Scale AI shut down a contractor team at its Dallas office this week as it moves toward more advanced and technical AI training, the startup confirmed to Business Insider. The layoffs are the latest change since Meta acquired a stake in Scale AI in a $14.3 billion deal. The team, called the New Projects Organization (NPO), had more than a dozen members who worked on general tasks like improving how AI chatbots write. But as chatbots become more advanced, the AI training industry is seeing less need for general work and more demand for experts in areas such as medicine, robotics, and finance.

Headquartered in San Francisco, Scale AI helps technology companies make their chatbots better by refining their responses.

What did the e-mail say?

According to an email from HireArt, a staffing agency that works closely with Scale AI, the company offered the laid-off workers four weeks of severance pay and healthcare coverage through October. They were also invited to join Scale’s gig-work platform, Outlier, where thousands of freelancers contribute to AI model training. According to Business Insider, the email read, “As you navigate this transition, we want to ensure you are aware of alternative opportunities.”

Scale AI spokesperson Natalia Montalvo confirmed the decision to Business Insider, saying, “Scale wound down a small experimental onsite program in Dallas staffed by a contract workforce. This reflects an industry shift toward higher skill, expert data work. It only affects a small fraction of our overall workforce and has no impact on customer delivery.”

====

What you need to do
• a. The Scale AI article names fields where demand for expert AI training work is growing. List all of them.
• b. According to the Scale AI article, how many weeks of severance pay were the laid-off workers offered?
• c. Continue the article about the Scale AI layoffs in Dallas, starting after the spokesperson's quoted statement.

====

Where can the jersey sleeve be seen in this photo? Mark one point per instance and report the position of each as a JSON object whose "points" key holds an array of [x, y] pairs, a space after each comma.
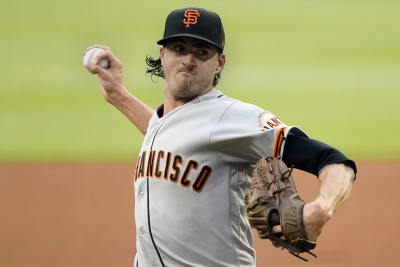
{"points": [[246, 133]]}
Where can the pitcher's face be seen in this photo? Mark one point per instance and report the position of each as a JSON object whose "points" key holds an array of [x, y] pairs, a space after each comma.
{"points": [[189, 67]]}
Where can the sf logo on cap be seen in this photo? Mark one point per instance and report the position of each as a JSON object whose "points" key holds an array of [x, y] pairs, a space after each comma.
{"points": [[191, 16]]}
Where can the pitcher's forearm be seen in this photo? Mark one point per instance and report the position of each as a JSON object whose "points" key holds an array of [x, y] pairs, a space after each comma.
{"points": [[135, 110], [335, 186]]}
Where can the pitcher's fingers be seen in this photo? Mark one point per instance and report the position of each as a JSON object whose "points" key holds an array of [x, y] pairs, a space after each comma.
{"points": [[277, 229], [112, 60], [106, 48]]}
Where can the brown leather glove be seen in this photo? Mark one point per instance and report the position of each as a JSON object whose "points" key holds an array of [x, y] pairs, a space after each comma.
{"points": [[273, 200]]}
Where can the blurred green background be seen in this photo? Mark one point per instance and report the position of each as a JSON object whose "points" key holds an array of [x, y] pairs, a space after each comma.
{"points": [[330, 67]]}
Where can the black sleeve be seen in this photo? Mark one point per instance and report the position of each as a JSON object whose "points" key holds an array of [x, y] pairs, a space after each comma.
{"points": [[311, 155]]}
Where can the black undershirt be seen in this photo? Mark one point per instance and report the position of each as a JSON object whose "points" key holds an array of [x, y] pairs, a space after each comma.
{"points": [[311, 155]]}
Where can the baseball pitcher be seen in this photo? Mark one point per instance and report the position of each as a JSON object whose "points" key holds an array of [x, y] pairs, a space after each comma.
{"points": [[212, 167]]}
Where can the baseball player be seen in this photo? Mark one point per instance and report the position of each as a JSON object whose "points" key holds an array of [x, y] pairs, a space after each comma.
{"points": [[199, 149]]}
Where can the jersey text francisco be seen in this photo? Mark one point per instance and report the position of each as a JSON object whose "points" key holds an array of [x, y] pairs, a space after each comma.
{"points": [[165, 165]]}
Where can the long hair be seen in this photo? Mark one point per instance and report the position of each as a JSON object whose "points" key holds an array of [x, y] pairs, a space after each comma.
{"points": [[155, 68]]}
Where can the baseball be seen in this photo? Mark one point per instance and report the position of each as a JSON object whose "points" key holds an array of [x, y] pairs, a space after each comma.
{"points": [[91, 57]]}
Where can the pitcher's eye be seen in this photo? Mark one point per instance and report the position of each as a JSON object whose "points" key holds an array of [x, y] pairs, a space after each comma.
{"points": [[178, 48], [202, 52]]}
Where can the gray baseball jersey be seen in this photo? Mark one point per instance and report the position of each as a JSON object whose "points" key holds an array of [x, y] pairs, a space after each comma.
{"points": [[191, 179]]}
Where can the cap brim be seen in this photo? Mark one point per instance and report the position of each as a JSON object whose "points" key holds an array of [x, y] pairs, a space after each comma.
{"points": [[165, 40]]}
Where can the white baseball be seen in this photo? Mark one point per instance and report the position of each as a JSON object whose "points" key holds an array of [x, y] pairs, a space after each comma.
{"points": [[92, 56]]}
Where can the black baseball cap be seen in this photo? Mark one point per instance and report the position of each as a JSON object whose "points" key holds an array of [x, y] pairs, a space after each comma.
{"points": [[197, 23]]}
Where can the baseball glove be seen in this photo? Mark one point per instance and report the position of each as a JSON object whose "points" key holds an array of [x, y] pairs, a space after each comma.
{"points": [[273, 200]]}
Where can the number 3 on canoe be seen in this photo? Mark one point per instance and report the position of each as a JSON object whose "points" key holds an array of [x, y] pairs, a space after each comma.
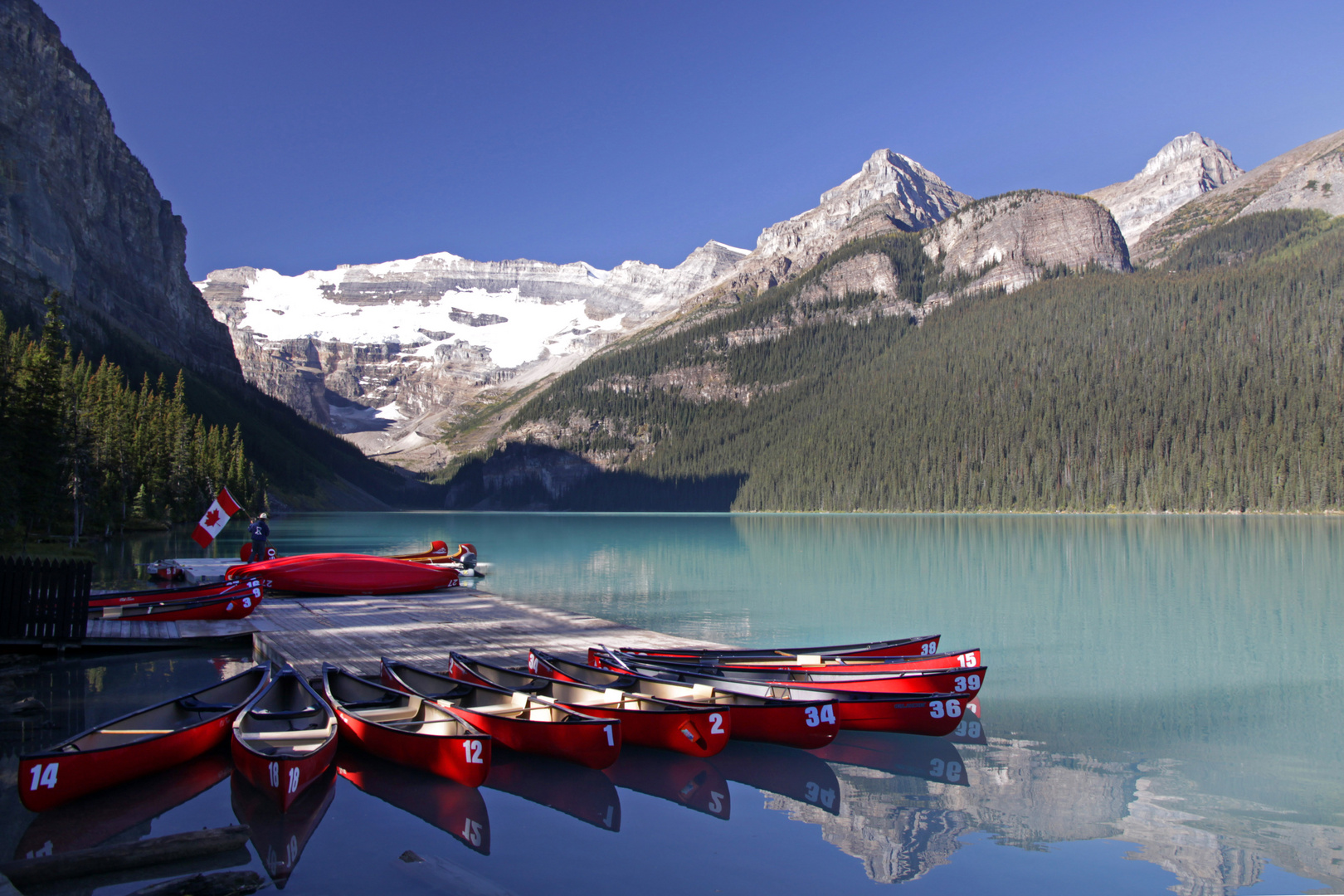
{"points": [[45, 776], [937, 709]]}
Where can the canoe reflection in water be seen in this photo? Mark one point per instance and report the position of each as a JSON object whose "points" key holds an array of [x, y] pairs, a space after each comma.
{"points": [[280, 835], [129, 807], [455, 809], [578, 791], [796, 774], [687, 781], [912, 755], [971, 730]]}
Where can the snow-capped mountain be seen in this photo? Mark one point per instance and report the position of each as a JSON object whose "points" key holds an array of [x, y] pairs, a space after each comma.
{"points": [[387, 353]]}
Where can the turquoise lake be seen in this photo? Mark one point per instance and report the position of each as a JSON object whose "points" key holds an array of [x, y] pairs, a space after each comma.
{"points": [[1161, 712]]}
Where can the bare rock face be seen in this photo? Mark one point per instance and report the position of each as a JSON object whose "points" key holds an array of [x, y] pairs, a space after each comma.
{"points": [[81, 214], [1183, 169], [1011, 241], [891, 192], [386, 353], [1283, 182]]}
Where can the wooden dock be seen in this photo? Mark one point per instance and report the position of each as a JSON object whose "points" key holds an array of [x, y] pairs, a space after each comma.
{"points": [[422, 629], [355, 631]]}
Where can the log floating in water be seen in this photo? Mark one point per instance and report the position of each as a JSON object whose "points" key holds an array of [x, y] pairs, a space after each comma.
{"points": [[229, 883], [123, 856]]}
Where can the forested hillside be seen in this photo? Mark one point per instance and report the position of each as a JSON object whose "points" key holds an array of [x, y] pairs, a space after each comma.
{"points": [[1215, 383]]}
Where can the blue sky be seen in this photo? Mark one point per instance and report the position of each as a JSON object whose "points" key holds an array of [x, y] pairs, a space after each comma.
{"points": [[305, 134]]}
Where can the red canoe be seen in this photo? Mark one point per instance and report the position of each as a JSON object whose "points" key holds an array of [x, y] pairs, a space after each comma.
{"points": [[899, 648], [793, 723], [138, 743], [694, 730], [234, 606], [347, 574], [934, 715], [244, 587], [284, 739], [962, 681], [518, 720], [407, 728], [863, 665], [97, 818]]}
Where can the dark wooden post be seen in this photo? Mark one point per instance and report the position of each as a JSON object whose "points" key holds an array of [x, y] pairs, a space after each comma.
{"points": [[45, 601]]}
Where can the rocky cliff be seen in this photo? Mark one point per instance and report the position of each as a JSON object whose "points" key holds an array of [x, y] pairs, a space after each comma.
{"points": [[81, 214], [891, 192], [388, 353], [1309, 176], [1014, 240], [1183, 169]]}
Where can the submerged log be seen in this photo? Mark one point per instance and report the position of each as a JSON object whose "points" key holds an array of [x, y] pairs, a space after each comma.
{"points": [[229, 883], [123, 856]]}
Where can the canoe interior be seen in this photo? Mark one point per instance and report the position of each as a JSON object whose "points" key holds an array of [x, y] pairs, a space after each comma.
{"points": [[652, 687], [494, 702], [167, 718], [569, 694], [392, 709], [288, 722]]}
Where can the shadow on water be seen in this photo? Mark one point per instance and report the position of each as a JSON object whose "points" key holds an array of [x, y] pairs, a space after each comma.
{"points": [[538, 477], [577, 791], [277, 835]]}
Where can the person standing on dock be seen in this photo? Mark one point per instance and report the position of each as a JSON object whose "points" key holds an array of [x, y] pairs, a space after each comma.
{"points": [[261, 533]]}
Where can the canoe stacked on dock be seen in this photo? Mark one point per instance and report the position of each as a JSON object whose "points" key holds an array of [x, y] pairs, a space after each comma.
{"points": [[221, 601], [347, 574]]}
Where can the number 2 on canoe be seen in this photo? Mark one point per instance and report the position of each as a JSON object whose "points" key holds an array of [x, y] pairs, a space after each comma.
{"points": [[45, 776]]}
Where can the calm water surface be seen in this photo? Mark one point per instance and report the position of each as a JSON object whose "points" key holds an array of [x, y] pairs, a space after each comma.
{"points": [[1161, 712]]}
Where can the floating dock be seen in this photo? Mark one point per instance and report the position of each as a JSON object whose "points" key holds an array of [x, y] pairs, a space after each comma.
{"points": [[357, 631]]}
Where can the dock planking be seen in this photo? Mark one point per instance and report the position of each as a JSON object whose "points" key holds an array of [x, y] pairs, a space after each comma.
{"points": [[422, 629]]}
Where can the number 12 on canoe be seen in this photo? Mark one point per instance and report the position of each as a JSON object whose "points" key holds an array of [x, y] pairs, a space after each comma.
{"points": [[45, 776]]}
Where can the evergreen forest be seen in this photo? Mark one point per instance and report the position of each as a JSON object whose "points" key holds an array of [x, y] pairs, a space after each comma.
{"points": [[86, 453], [1210, 382]]}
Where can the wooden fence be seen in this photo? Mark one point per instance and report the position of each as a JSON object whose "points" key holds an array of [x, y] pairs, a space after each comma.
{"points": [[45, 601]]}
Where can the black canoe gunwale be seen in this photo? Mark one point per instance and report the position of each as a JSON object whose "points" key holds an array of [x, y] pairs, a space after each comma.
{"points": [[576, 718], [264, 670], [468, 730], [320, 707]]}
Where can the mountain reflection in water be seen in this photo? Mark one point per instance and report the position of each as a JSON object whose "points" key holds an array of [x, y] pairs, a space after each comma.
{"points": [[1163, 687]]}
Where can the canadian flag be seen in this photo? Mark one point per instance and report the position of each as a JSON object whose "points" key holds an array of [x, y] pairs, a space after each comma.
{"points": [[216, 519]]}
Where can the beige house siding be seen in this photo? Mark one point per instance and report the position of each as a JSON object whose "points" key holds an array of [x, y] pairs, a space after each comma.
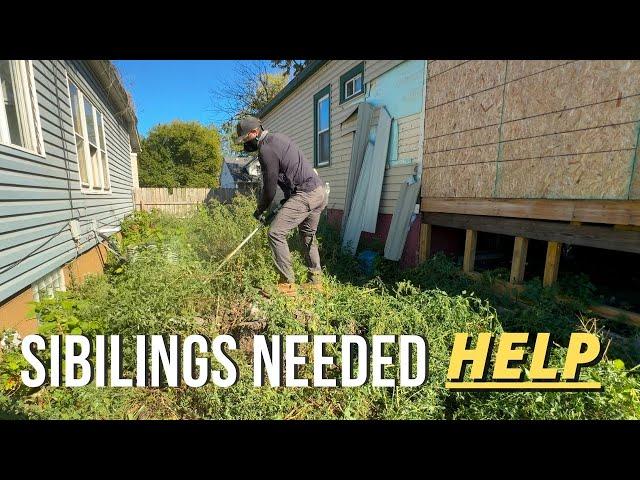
{"points": [[294, 117]]}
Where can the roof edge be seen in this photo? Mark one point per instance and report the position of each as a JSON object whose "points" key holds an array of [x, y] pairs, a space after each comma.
{"points": [[109, 77], [290, 87]]}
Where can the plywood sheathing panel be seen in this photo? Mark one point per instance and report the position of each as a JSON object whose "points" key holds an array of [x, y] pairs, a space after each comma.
{"points": [[618, 137], [469, 78], [573, 175], [479, 110], [462, 181], [436, 67], [634, 187], [556, 109], [573, 84], [612, 112], [478, 136], [523, 68]]}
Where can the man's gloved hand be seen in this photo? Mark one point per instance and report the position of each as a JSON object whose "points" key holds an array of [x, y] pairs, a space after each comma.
{"points": [[258, 216]]}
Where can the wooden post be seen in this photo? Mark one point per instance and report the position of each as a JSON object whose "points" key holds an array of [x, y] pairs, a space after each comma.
{"points": [[519, 260], [470, 251], [552, 263], [425, 242]]}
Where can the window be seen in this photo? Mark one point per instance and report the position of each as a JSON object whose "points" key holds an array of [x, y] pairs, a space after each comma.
{"points": [[44, 288], [91, 149], [352, 83], [19, 117], [322, 124]]}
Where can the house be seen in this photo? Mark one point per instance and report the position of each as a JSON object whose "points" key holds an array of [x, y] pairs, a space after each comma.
{"points": [[544, 150], [68, 145], [240, 173], [319, 110]]}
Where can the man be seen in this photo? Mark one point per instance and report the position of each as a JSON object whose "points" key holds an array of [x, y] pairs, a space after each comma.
{"points": [[282, 163]]}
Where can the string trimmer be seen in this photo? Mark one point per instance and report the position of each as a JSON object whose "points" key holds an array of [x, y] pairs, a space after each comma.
{"points": [[263, 223]]}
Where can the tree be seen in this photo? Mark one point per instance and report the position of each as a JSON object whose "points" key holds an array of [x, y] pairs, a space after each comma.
{"points": [[251, 89], [180, 154], [287, 65]]}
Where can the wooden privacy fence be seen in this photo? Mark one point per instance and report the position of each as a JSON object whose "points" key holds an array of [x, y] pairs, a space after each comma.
{"points": [[180, 201]]}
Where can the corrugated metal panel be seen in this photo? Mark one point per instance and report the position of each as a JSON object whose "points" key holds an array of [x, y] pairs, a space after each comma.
{"points": [[360, 141], [401, 220], [366, 198], [38, 196]]}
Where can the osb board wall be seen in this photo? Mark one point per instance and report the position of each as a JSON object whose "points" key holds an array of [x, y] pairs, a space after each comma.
{"points": [[532, 129]]}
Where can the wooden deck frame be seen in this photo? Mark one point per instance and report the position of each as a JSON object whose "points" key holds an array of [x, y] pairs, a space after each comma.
{"points": [[622, 212]]}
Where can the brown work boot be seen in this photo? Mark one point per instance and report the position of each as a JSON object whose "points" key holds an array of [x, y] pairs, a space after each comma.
{"points": [[288, 289], [314, 282], [313, 286]]}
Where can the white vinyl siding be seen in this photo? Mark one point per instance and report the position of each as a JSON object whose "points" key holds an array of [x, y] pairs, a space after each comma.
{"points": [[324, 147], [294, 117], [47, 285], [19, 117], [91, 149], [353, 87]]}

====

Results of the tasks
• a. Medicine, robotics, and finance

• b. Four weeks.

• c.
What is Scale AI offering to laid of employees

A Scale AI spokesperson told BI that the company is continuing to grow its expert-level programs and that the recent changes have not affected its larger group of contractors still working in Dallas. Elon Musk’s AI company, xAI, has also shifted its focus toward specialized AI training and recently reduced its team of general AI tutors in September.

The Meta partnership, announced in June, led some of Scale AI’s long-term clients, such as Google and OpenAI, to suddenly pause their projects. A few weeks later, Scale AI laid off about 14% of its workforce, including 200 employees and 500 contractors. In an internal email, the company said the decision was due to overhiring and changing market conditions.

Last month, Scale AI also let go of 12 members of its Red Team, a group responsible for testing AI models for potential risks. The company said the cuts were performance-related, but two former team members told Business Insider that their workload had been declining since the Meta deal.